> **SEITENTEXT**:
= = = = = = =
Ian Simmonds, Foto: FIS

https://www.xing.com/profile/Ian_SimmondsMit seinen Plänen zum Aufbau eines eigenen Bezahldienstleisters tritt Otto ein Stück weit in die Fußstapfen von Amazon, Alibaba und Co., sagt Ian Simmonds. Mit der angestrebten BaFin-Lizenz werden neue Services für die Partnerunternehmen möglich und damit auch eine starke Bindung an die eigene Plattform. Vor allem aus der Ratenzahlung könnten sich dabei Ertragspotenziale ergeben - wenngleich die Wechselbereitschaft der Kunden auf neue Bezahlverfahren nicht überschätzt werden darf. Der Zeitpunkt für das Engagement im Zahlungsverkehr ist jedenfalls günstig. Schließlich hat die Corona-Epidemie dem Online-Handel noch einmal zusätzlichen Auftrieb gegeben. Red.

Die Ankündigung des Hamburger Unternehmens Otto, einen eigenen Bezahldienst entwickeln zu wollen, sorgte jüngst für Schlagzeilen. Mit der eigenen Zahlungsabwicklung können in Zukunft Zahlungsfunktionen auf dem eigenen Marktplatz direkt abgewickelt werden. Das Projekt könnte mittelfristig ein entscheidender Baustein hin zu einer zentralen Rolle im digitalen Handelsökosystem darstellen.

Das Traditionsunternehmen von der Elbe hat sich in den letzten Jahren vom klassischen Versandhändler aus den Zeiten des Wirtschaftswunders zu einem erfolgreichen E-Commerce-Markt platz gewandelt. Auf diesem können auch Dritte Waren anbieten und vertreiben. Otto selber stellt dazu die digitale Infrastruktur bereit - und ist dabei sehr erfolgreich. Hinter dem globalen Primus Amazon liegt das Unternehmen in Deutschland mit rund 3,36 Milliarden Euro Umsatz auf dem zweiten Platz der E-Commerce-Größen.
= = = = = = =
> **IHRE AUFGABEN**:
[1] Prüfen Sie, ob die Aussagen (a), (b) und (c) mit dem Text über Ottos Bezahldienst übereinstimmen: (a) Otto belegt beim E-Commerce-Umsatz in Deutschland den zweiten Platz. (b) Auf Ottos Marktplatz dürfen ausschließlich eigene Waren verkauft werden. (c) Die Bereitschaft der Kunden, zu neuen Bezahlverfahren zu wechseln, wird als hoch eingeschätzt. Antworten Sie jeweils mit Ja oder Nein und zitieren Sie die entscheidende Textstelle wörtlich.
[2] Fassen Sie den Text über Ottos Bezahldienst in zwei Sätzen zusammen.
[3] Setzen Sie den Text über Ottos Bezahldienst im Anschluss an seinen letzten Satz fort.
Die Datensätze werden hierfür nicht benötigt.

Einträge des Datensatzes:
= = = = = = =
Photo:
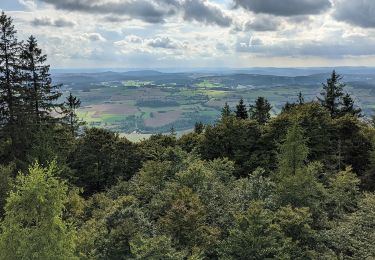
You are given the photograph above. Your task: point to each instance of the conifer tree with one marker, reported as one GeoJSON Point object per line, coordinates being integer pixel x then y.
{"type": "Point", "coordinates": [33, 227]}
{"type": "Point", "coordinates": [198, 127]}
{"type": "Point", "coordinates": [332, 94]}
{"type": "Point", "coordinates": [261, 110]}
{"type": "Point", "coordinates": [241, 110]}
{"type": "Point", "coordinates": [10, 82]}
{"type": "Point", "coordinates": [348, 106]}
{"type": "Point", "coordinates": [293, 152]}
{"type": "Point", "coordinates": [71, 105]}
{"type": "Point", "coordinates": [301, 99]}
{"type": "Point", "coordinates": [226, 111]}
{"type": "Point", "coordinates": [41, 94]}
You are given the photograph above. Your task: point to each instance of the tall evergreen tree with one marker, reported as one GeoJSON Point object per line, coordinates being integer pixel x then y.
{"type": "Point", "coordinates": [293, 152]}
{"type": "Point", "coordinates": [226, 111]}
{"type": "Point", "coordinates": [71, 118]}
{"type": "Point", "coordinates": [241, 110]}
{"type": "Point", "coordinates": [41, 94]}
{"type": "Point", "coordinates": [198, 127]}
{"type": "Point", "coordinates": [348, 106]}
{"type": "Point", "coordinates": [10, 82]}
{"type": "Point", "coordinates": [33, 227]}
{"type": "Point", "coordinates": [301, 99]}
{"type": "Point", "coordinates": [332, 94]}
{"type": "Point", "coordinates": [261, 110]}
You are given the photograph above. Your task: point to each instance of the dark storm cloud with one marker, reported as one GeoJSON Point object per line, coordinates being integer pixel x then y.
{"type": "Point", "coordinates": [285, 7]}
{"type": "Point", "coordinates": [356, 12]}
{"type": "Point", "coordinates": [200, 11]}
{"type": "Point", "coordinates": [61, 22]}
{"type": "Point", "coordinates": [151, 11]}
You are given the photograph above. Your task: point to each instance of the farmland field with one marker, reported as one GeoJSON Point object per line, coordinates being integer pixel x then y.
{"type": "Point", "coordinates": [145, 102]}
= = = = = = =
> **ERGEBNISSE DER AUFGABEN**:
[1]
(a) Ja: „Hinter dem globalen Primus Amazon liegt das Unternehmen in Deutschland mit rund 3,36 Milliarden Euro Umsatz auf dem zweiten Platz der E-Commerce-Größen.“
(b) Nein: „Auf diesem können auch Dritte Waren anbieten und vertreiben.“
(c) Nein: „wenngleich die Wechselbereitschaft der Kunden auf neue Bezahlverfahren nicht überschätzt werden darf“

[2] Otto hat angekündigt, einen eigenen Bezahldienst zu entwickeln, mit dem Zahlungsfunktionen auf dem eigenen Marktplatz direkt abgewickelt werden können und der mittelfristig ein entscheidender Baustein hin zu einer zentralen Rolle im digitalen Handelsökosystem sein könnte. Das Unternehmen hat sich vom klassischen Versandhändler zu einem E-Commerce-Marktplatz gewandelt, auf dem auch Dritte Waren anbieten, und liegt in Deutschland mit rund 3,36 Milliarden Euro Umsatz hinter Amazon auf dem zweiten Platz.

[3]
FIS erwartet für den E-Commerce- Markt in Deutschland bis zum Jahr 2023 jährliche Wachstumsraten von 8 Prozent. Mit den Zahlungsverkehrs- Ambitionen wird man nun teilweise in die Fußstapfen von Amazon, Alibaba und Co. treten.

Digitales Bezahlen: Der Megatrend bleibt intakt

Ottos Pläne sehen eigenen Angaben zufolge bereits vor, im Sommer 2021 den hauseigenen Zahlungsdienstleister als eigene Gesellschaft auszugliedern. Auf dem Weg dahin ist allerdings noch die Erlaubnis der Bundesanstalt für Finanzdienstleistungsaufsicht (BaFin) erforderlich, da Otto in Zukunft auch fremdes Geld verwalten wird. Infolgedessen wird das Frühjahr 2022 anvisiert, bis das Unternehmen die gesamte Zahlungsabwicklung als Service anbieten kann.

Mit den Payments-Plänen trifft man aktuell auf ein vielversprechendes Marktumfeld. Aufgrund der langen Lockdown-Situation im Land haben sowohl Online-Shopping als auch das digitale Bezahlen im Internet breiteren Zuspruch erhalten. Gerade Kunden aus Zielgruppen, die bis dato eher im Geschäft mit Bargeld eingekauft haben, waren geradezu gezwungen, sich an die neuen Gegebenheiten anzupassen. Im Zuge dessen haben viele Menschen zum ersten Mal eigene Erfahrungen mit dem digitalen Bezahlen gesammelt und ihre Scheu davor abgelegt. Es ist eindeutig, dass die Akzeptanz der neuen Verfahren gewachsen ist - und wohl auch noch weiterhin wachsen wird.

Starker Markenkern als Hebel?

Darüber hinaus kann Otto von seiner bei Verbrauchern sehr stark bekannten und mit einer guten Reputation versehenen Marke profitieren. Fast jeder Bundesbürger kennt Otto als zuverlässigen und preisgünstigen Online- Händler, der viel Vertrauen genießt. Das Kalkül der Manager bei Otto dürfte daher auch sein, die Stärke dieses Markenkerns zu hebeln: Wenn ich Otto beim Einkauf vertraue, dann vertraue ich ihm auch in Sachen Geld. Die Marktdurchdringung an dieser Stelle dürfte Otto deutlich leichter fallen als Zalando.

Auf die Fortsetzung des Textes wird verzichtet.